=== DIRECTION ===
Copy the lines below word for word, starting at the line containing "Every instance of the dark" and ending after the line containing "Trace each instance of the dark hiking pant.".

=== PROVIDED MATERIAL ===
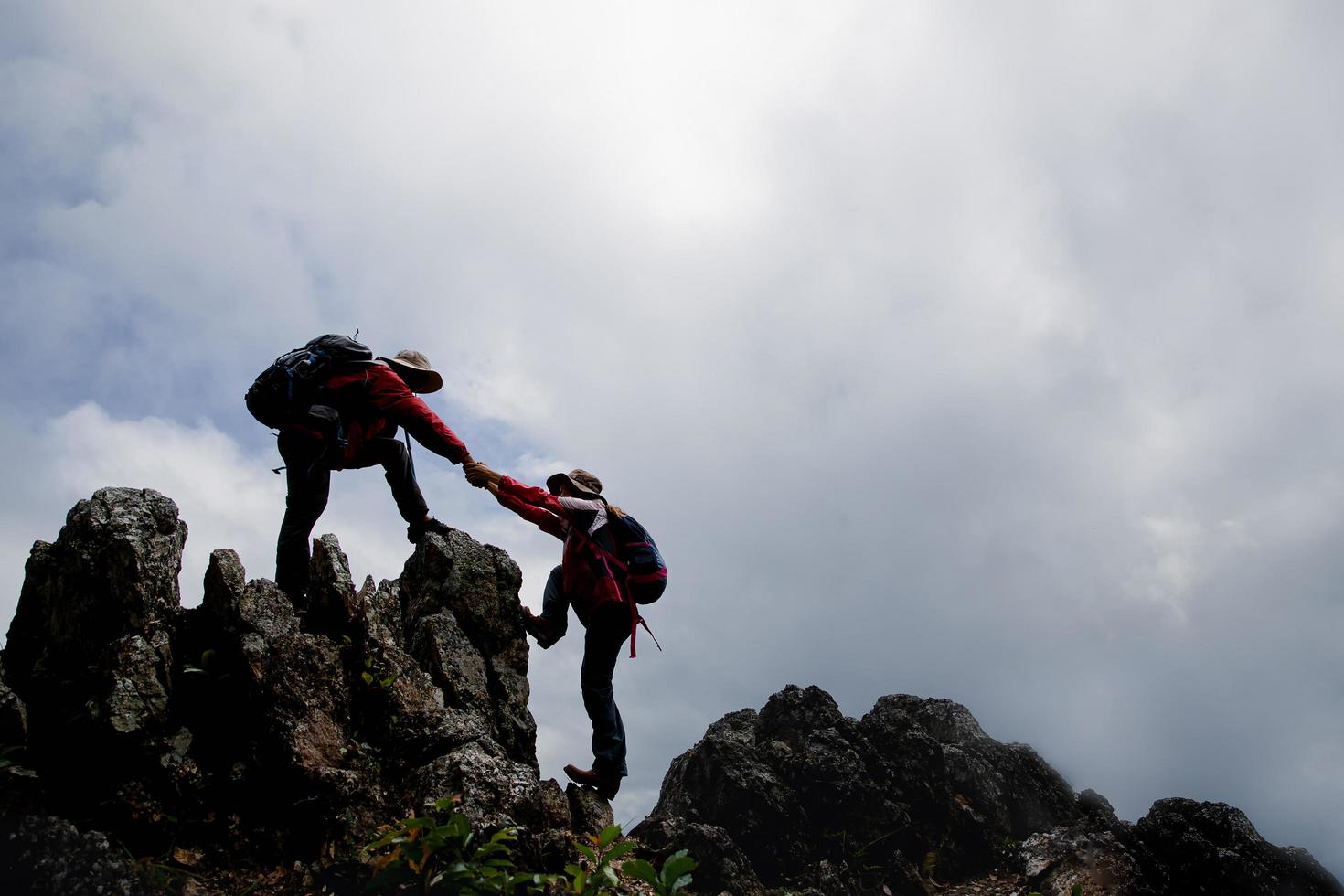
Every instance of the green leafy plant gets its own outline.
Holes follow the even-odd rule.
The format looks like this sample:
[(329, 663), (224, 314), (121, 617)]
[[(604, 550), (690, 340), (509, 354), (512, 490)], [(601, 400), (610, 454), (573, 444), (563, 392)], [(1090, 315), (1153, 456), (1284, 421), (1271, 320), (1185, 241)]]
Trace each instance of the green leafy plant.
[(564, 873), (570, 876), (570, 892), (595, 896), (614, 891), (621, 885), (621, 879), (612, 862), (632, 852), (634, 844), (617, 842), (621, 840), (620, 825), (607, 825), (601, 834), (589, 834), (586, 840), (587, 844), (577, 841), (574, 848), (587, 860), (587, 868), (581, 864), (564, 866)]
[(374, 657), (364, 657), (364, 670), (359, 673), (359, 677), (366, 685), (379, 690), (387, 690), (396, 681), (396, 673), (383, 669), (383, 665), (375, 662)]
[(460, 801), (461, 797), (441, 799), (422, 817), (413, 813), (379, 827), (378, 837), (362, 850), (362, 858), (374, 873), (368, 889), (407, 892), (414, 888), (426, 895), (470, 896), (614, 896), (646, 892), (632, 889), (632, 881), (641, 881), (657, 896), (675, 896), (691, 883), (691, 870), (696, 866), (685, 850), (669, 856), (661, 869), (642, 858), (626, 858), (636, 844), (622, 840), (620, 825), (609, 825), (601, 834), (587, 834), (574, 842), (579, 861), (566, 865), (563, 875), (519, 870), (512, 857), (516, 829), (505, 827), (489, 838), (480, 837), (457, 809)]
[(519, 873), (513, 866), (516, 829), (505, 827), (480, 838), (466, 815), (456, 809), (460, 801), (461, 797), (439, 799), (430, 814), (411, 813), (383, 825), (380, 836), (362, 850), (374, 870), (370, 889), (413, 884), (423, 893), (512, 895), (520, 888), (540, 892), (548, 880), (544, 875)]
[(691, 872), (695, 870), (696, 864), (683, 849), (668, 856), (667, 861), (663, 862), (663, 870), (656, 870), (642, 858), (632, 858), (621, 866), (621, 873), (644, 881), (659, 896), (673, 896), (691, 884)]

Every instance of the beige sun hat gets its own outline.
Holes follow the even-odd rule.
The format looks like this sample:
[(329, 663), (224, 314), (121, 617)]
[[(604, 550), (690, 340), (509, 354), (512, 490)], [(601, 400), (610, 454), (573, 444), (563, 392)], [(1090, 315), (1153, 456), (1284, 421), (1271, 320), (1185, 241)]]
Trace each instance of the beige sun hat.
[(559, 492), (562, 485), (569, 485), (579, 494), (586, 494), (594, 498), (602, 494), (602, 480), (597, 478), (587, 470), (570, 470), (569, 473), (556, 473), (555, 476), (546, 480), (546, 488), (552, 494)]
[(423, 352), (403, 348), (391, 357), (379, 357), (378, 360), (387, 361), (394, 371), (401, 373), (413, 392), (427, 395), (444, 388), (444, 377), (430, 368), (429, 359), (425, 357)]

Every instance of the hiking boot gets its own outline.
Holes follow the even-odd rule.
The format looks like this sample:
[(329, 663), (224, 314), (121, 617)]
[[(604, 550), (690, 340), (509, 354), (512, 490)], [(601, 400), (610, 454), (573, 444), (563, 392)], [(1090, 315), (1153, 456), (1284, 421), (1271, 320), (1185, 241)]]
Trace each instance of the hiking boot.
[(423, 523), (411, 523), (406, 527), (406, 540), (411, 544), (419, 544), (421, 539), (425, 537), (426, 532), (433, 532), (434, 535), (448, 535), (453, 531), (453, 527), (444, 525), (434, 517), (425, 520)]
[(564, 774), (577, 785), (597, 789), (597, 795), (607, 802), (616, 799), (616, 791), (621, 789), (621, 776), (614, 772), (564, 766)]
[(543, 619), (539, 615), (535, 615), (527, 607), (523, 607), (521, 610), (523, 610), (523, 631), (532, 635), (536, 639), (536, 646), (540, 647), (542, 650), (550, 647), (552, 643), (559, 641), (560, 637), (564, 634), (563, 631), (556, 631), (555, 626), (551, 622)]

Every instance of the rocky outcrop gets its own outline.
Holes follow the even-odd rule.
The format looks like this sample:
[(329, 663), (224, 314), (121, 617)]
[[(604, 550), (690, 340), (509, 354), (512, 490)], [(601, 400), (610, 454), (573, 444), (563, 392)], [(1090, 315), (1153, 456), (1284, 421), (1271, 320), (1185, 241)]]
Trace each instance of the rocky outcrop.
[(297, 607), (219, 549), (183, 610), (185, 537), (164, 496), (102, 489), (34, 545), (0, 668), (0, 747), (22, 748), (0, 768), (0, 881), (141, 892), (167, 864), (296, 892), (356, 880), (370, 830), (456, 795), (555, 868), (571, 826), (612, 817), (539, 779), (521, 575), (499, 548), (431, 535), (356, 590), (327, 535)]
[[(0, 892), (359, 892), (376, 825), (457, 797), (558, 869), (612, 823), (542, 780), (517, 566), (431, 535), (356, 588), (316, 540), (296, 606), (215, 551), (179, 604), (187, 527), (149, 490), (102, 489), (36, 543), (0, 654)], [(688, 849), (694, 892), (914, 896), (1344, 896), (1300, 849), (1223, 803), (1137, 823), (1075, 794), (948, 700), (859, 720), (817, 688), (714, 723), (634, 832)]]
[(1344, 893), (1230, 806), (1164, 799), (1129, 825), (965, 707), (909, 695), (855, 721), (790, 685), (728, 713), (633, 834), (656, 856), (689, 849), (707, 893)]

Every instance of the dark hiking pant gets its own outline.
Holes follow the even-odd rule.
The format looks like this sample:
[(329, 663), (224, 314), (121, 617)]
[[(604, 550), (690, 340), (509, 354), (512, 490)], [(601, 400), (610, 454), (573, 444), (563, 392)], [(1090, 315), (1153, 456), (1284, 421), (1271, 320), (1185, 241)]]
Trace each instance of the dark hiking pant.
[[(570, 602), (564, 596), (560, 567), (551, 570), (542, 598), (542, 618), (559, 634), (569, 627)], [(583, 635), (583, 665), (579, 669), (579, 688), (583, 708), (593, 723), (593, 771), (625, 776), (625, 725), (616, 708), (616, 689), (612, 676), (621, 645), (630, 637), (630, 609), (624, 603), (603, 603), (586, 621)]]
[[(308, 543), (317, 519), (327, 509), (332, 470), (323, 459), (324, 442), (301, 433), (281, 433), (280, 457), (285, 461), (285, 519), (276, 541), (276, 584), (292, 598), (308, 591)], [(398, 439), (370, 439), (364, 443), (360, 466), (380, 465), (392, 488), (396, 509), (407, 523), (419, 523), (429, 513), (410, 451)]]

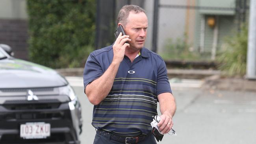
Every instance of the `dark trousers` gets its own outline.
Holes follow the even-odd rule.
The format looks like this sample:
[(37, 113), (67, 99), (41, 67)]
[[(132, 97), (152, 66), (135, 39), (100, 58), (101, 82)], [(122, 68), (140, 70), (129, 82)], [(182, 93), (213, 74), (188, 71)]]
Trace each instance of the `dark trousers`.
[[(98, 133), (96, 133), (93, 144), (121, 144), (122, 143), (116, 141), (110, 138), (110, 135), (101, 135)], [(156, 144), (156, 140), (154, 135), (149, 135), (145, 139), (137, 143), (138, 144)]]

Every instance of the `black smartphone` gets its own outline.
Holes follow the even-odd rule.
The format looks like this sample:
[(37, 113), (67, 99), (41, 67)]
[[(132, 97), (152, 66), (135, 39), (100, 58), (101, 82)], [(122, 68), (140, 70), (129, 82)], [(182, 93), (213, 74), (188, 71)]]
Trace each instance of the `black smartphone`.
[(115, 31), (115, 36), (116, 38), (117, 38), (117, 37), (118, 37), (118, 35), (119, 35), (119, 34), (120, 33), (122, 33), (122, 35), (126, 35), (121, 25), (118, 26), (117, 30)]

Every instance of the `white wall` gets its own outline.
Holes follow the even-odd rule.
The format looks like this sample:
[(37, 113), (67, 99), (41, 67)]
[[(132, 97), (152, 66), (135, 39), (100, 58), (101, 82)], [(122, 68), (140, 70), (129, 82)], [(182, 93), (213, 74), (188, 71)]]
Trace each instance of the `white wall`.
[[(189, 0), (160, 0), (160, 4), (186, 6)], [(154, 16), (154, 0), (147, 0), (145, 9), (148, 19), (148, 28), (145, 46), (152, 50)], [(163, 52), (166, 41), (170, 38), (175, 41), (183, 37), (185, 32), (186, 10), (184, 9), (160, 7), (158, 13), (157, 52)]]
[(0, 18), (26, 19), (26, 0), (0, 0)]

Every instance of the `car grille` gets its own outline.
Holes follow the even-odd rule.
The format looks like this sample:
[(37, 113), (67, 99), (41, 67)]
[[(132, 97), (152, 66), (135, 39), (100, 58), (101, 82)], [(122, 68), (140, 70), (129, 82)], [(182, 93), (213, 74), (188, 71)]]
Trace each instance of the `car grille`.
[[(25, 110), (57, 109), (61, 104), (57, 100), (48, 101), (50, 103), (41, 103), (40, 102), (31, 102), (28, 101), (7, 101), (2, 105), (6, 109), (9, 110)], [(48, 101), (48, 100), (44, 100)]]
[(28, 89), (31, 90), (33, 92), (40, 91), (52, 91), (54, 90), (54, 88), (32, 88), (32, 89), (1, 89), (0, 91), (3, 92), (26, 92)]

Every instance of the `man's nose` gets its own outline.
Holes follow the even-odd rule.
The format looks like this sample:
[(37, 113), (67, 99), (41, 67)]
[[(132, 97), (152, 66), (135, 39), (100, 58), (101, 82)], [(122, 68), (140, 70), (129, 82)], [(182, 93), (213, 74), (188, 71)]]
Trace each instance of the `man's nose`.
[(140, 31), (139, 36), (141, 37), (145, 37), (146, 36), (146, 31), (145, 31), (144, 29), (142, 29)]

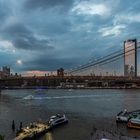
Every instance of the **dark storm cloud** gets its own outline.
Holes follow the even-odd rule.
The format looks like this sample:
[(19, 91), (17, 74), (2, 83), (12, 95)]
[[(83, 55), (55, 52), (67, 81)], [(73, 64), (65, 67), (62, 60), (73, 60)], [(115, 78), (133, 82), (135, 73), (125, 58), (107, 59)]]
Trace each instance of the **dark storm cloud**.
[[(45, 61), (44, 61), (45, 60)], [(47, 56), (40, 57), (26, 62), (24, 70), (57, 70), (60, 67), (70, 69), (72, 66), (79, 65), (81, 58), (48, 58)], [(74, 62), (74, 63), (73, 63)]]
[(23, 24), (17, 23), (3, 30), (6, 38), (10, 39), (14, 47), (25, 50), (52, 49), (49, 40), (39, 39)]
[(73, 0), (26, 0), (25, 8), (31, 10), (60, 7), (63, 10), (68, 10), (72, 4)]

=== OUTPUT ===
Every instance of the dark hiking pant gets its own outline.
Holes follow the even-odd rule.
The format looks like this sample:
[(329, 663), (224, 314), (121, 617)]
[[(604, 550), (690, 340), (509, 354), (512, 490)], [(601, 400), (610, 454), (573, 444), (563, 392)], [(1090, 315), (1153, 456), (1284, 421), (1271, 320), (1185, 241)]]
Trace each instance of the dark hiking pant.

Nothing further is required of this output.